Segment Start: Data section

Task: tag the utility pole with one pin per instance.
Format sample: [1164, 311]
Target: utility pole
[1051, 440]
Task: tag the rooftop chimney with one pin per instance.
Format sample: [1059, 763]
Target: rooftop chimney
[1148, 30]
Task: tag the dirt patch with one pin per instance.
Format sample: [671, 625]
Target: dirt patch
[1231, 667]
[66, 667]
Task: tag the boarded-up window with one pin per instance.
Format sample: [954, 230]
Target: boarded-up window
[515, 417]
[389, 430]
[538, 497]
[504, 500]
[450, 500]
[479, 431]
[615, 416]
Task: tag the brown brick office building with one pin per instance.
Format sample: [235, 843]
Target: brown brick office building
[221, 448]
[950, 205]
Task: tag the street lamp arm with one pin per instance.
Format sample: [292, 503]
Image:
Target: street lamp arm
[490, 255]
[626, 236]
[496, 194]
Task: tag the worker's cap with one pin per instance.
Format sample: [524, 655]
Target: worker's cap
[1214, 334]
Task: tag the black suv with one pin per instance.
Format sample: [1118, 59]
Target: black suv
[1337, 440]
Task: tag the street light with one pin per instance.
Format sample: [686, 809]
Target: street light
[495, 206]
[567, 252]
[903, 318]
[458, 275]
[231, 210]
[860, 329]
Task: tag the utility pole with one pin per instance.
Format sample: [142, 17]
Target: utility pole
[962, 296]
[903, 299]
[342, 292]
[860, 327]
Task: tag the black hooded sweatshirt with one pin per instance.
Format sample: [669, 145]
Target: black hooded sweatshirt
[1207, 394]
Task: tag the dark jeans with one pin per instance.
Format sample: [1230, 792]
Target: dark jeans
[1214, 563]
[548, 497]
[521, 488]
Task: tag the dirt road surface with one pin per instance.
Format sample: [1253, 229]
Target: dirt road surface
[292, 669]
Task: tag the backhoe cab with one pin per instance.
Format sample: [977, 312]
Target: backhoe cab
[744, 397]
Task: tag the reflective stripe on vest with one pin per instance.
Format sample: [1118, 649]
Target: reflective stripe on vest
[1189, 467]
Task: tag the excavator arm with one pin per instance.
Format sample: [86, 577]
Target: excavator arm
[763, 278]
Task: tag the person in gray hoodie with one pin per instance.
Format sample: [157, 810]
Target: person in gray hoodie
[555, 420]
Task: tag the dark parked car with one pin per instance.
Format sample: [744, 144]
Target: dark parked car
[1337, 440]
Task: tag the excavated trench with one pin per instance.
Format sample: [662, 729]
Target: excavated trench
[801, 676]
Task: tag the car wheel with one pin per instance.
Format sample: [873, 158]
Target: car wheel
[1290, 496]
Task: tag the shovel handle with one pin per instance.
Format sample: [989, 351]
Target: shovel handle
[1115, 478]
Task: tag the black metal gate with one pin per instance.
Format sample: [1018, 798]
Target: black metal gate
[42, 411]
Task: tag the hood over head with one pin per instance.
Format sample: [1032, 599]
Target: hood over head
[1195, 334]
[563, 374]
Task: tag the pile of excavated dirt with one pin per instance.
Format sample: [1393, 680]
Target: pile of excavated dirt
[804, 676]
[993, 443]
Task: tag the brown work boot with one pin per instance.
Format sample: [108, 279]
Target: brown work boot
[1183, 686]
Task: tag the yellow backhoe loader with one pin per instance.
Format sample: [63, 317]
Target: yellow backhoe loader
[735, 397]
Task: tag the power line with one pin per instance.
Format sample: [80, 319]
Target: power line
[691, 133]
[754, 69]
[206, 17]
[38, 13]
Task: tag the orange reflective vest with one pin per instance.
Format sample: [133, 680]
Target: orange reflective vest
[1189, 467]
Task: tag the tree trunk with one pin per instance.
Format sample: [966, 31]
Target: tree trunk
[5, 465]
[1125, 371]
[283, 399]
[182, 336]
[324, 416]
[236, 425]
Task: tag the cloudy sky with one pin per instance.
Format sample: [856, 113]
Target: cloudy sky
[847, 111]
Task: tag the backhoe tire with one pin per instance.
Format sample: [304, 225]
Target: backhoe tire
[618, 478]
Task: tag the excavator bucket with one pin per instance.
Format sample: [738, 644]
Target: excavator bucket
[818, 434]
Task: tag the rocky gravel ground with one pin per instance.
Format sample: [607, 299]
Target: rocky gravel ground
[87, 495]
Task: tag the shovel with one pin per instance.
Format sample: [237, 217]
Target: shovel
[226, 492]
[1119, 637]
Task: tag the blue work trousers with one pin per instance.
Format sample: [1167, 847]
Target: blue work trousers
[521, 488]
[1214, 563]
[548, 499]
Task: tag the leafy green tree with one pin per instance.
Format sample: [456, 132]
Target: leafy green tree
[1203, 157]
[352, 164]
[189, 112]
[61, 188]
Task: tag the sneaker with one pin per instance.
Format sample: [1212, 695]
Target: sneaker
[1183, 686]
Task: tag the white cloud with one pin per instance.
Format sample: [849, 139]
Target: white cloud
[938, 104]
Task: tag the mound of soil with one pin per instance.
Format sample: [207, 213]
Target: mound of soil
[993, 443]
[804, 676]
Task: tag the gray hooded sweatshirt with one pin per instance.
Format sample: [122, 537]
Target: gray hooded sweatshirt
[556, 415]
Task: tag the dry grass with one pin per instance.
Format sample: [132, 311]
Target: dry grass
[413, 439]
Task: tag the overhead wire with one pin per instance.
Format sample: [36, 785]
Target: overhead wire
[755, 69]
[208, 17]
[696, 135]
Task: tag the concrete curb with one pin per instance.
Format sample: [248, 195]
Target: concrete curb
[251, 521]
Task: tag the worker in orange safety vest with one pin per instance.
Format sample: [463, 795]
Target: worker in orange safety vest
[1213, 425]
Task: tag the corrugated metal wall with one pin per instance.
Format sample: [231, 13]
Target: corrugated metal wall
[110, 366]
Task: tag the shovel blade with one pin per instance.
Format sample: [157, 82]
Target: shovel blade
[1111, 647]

Segment End: Data section

• Exercise goal: Could you reproduce every record above exactly as it stands?

• Output of the task:
Task: tag the utility pole with one pin per instance.
Format sample: [1164, 311]
Target: utility pole
[1051, 440]
Task: tag the rooftop chimney with one pin per instance.
Format sample: [1059, 763]
Target: rooftop chimney
[1148, 30]
Task: tag the dirt patch with one pin per instance.
Format sample: [671, 625]
Target: dirt patch
[1231, 667]
[66, 667]
Task: tag the boarded-up window with one pin per instance.
Format sample: [954, 230]
Target: boarded-up window
[515, 417]
[389, 430]
[538, 497]
[504, 500]
[450, 500]
[479, 431]
[615, 416]
Task: tag the brown brick office building with one pin per instance.
Format sample: [235, 843]
Target: brown brick office building
[221, 448]
[950, 205]
Task: tag the street lamp arm with one pin per instance.
Format sample: [292, 503]
Image:
Target: street lamp arm
[490, 255]
[626, 236]
[496, 194]
Task: tag the worker's cap with one pin per instance.
Format sample: [524, 655]
Target: worker's cap
[1214, 334]
Task: tag the black suv with one pin per instance.
Format sample: [1118, 59]
Target: black suv
[1337, 440]
Task: tag the street light with one pin per instance.
Format sample: [686, 809]
Target: street light
[495, 206]
[567, 252]
[903, 318]
[458, 275]
[231, 210]
[860, 329]
Task: tag the utility pole with one pin per instance.
Format sample: [142, 17]
Target: utility pole
[962, 296]
[903, 299]
[342, 292]
[860, 327]
Task: tag the black hooded sweatshirt with one pin per instance.
Format sample: [669, 145]
Target: black hooded sweatshirt
[1207, 394]
Task: tag the dark jeans with one pin per instance.
Format sample: [1230, 792]
Target: dark jeans
[1214, 563]
[548, 497]
[521, 488]
Task: tag the dirt road surface with one pin per instance.
Format sample: [1253, 229]
Target: dirt road surface
[292, 669]
Task: tag the backhoe cab with one pin per instance.
Format sample: [977, 312]
Target: backhoe cab
[744, 397]
Task: tag the reflective stripe on vest with one pin per instance.
Format sample: [1118, 649]
Target: reflective stripe on vest
[1189, 467]
Task: tag the excavator arm with one pin per instance.
Format sample: [86, 577]
Target: excavator arm
[763, 278]
Task: tag the person in gray hoodie with one pin per instance.
Format sample: [157, 810]
Target: person in gray hoodie
[555, 420]
Task: tag the dark parked car with one pin per instance.
Format sample: [744, 144]
Target: dark parked car
[1337, 440]
Task: tag the excavated trench with one pin per instance.
Format sample: [662, 729]
Target: excavated trench
[801, 676]
Task: tag the car wheel with one pin per instance.
Format sample: [873, 158]
Target: car wheel
[1290, 496]
Task: tag the shovel handle with one pin per instance.
Format sample: [989, 351]
Target: shovel handle
[1115, 478]
Task: tag the black metal gate with one pin per instance.
Format sample: [1018, 798]
Target: black metal gate
[42, 411]
Task: tag the hood over head with one pin per instance.
Format sample: [1032, 599]
Target: hood over head
[1195, 334]
[563, 374]
Task: tag the pile of excavated dirt with one pin per instance.
Format sample: [1393, 680]
Target: pile of excavated dirt
[804, 676]
[993, 443]
Task: tag the brown work boot with one pin per instance.
Format sample: [108, 279]
Target: brown work boot
[1183, 686]
Task: tag the yellow backhoe loader with one pin per instance.
Format sample: [63, 317]
Target: yellow backhoe loader
[735, 397]
Task: tag the power line with one pin per instance.
Format sample: [80, 319]
Target: power line
[691, 133]
[754, 69]
[206, 17]
[38, 13]
Task: tag the orange reflective vest with one pin per instance.
Format sample: [133, 680]
Target: orange reflective vest
[1189, 467]
Task: tag the tree trunk with one pin per instance.
Format sample: [966, 31]
Target: tree trunk
[5, 465]
[1125, 371]
[283, 399]
[182, 336]
[324, 416]
[236, 425]
Task: tag the cloudy sky with one pin per instance.
Format sample: [856, 113]
Target: cloudy sky
[847, 111]
Task: tag the backhoe tire with one pin per instance.
Format sample: [304, 225]
Target: backhoe tire
[618, 478]
Task: tag the excavator bucket with one pin per instance.
Format sample: [738, 644]
Target: excavator bucket
[818, 434]
Task: tag the rocky gravel ground with one pin per instance.
Format sample: [607, 299]
Target: rocky gravel ground
[87, 495]
Task: tag the shovel with one pin per instance.
Format sample: [237, 217]
Target: shovel
[226, 492]
[1119, 637]
Task: tag the blue work trousers with one pin per instance.
Format sample: [1167, 847]
Target: blue work trousers
[521, 488]
[1214, 563]
[548, 499]
Task: tag the leafy green tree with one pin per instance.
Format sample: [456, 132]
Target: leafy green tree
[1203, 157]
[352, 164]
[189, 112]
[61, 188]
Task: tag the sneaker with one pin per instance.
Format sample: [1212, 695]
Target: sneaker
[1183, 686]
Task: tag the white cloud with one pin per instance.
Format sample: [849, 139]
Target: white cloud
[938, 104]
Task: tag the mound of soil with one pin per instance.
Format sample: [207, 213]
Target: mound of soil
[993, 443]
[804, 676]
Task: tag the gray hooded sweatshirt with one pin per instance.
Format sample: [122, 537]
Target: gray hooded sweatshirt
[556, 415]
Task: tag the dry grass with one pin per instance.
Format sample: [132, 311]
Target: dry grass
[413, 439]
Task: tag the overhead wire with one pin per instance.
Format sample: [36, 785]
Target: overhead wire
[755, 69]
[208, 17]
[696, 135]
Task: tag the concrete curb with one pin per instance.
Format sample: [248, 195]
Target: concrete curb
[251, 521]
Task: tag the worker in orange safety vest with one pin per instance.
Format sample: [463, 795]
Target: worker in orange safety vest
[1213, 425]
Task: tag the corrugated metal wall with one pin per instance.
Format sample: [231, 13]
Target: corrugated metal wall
[110, 366]
Task: tag the shovel blade with one pin per instance.
Format sample: [157, 82]
Target: shovel blade
[1111, 647]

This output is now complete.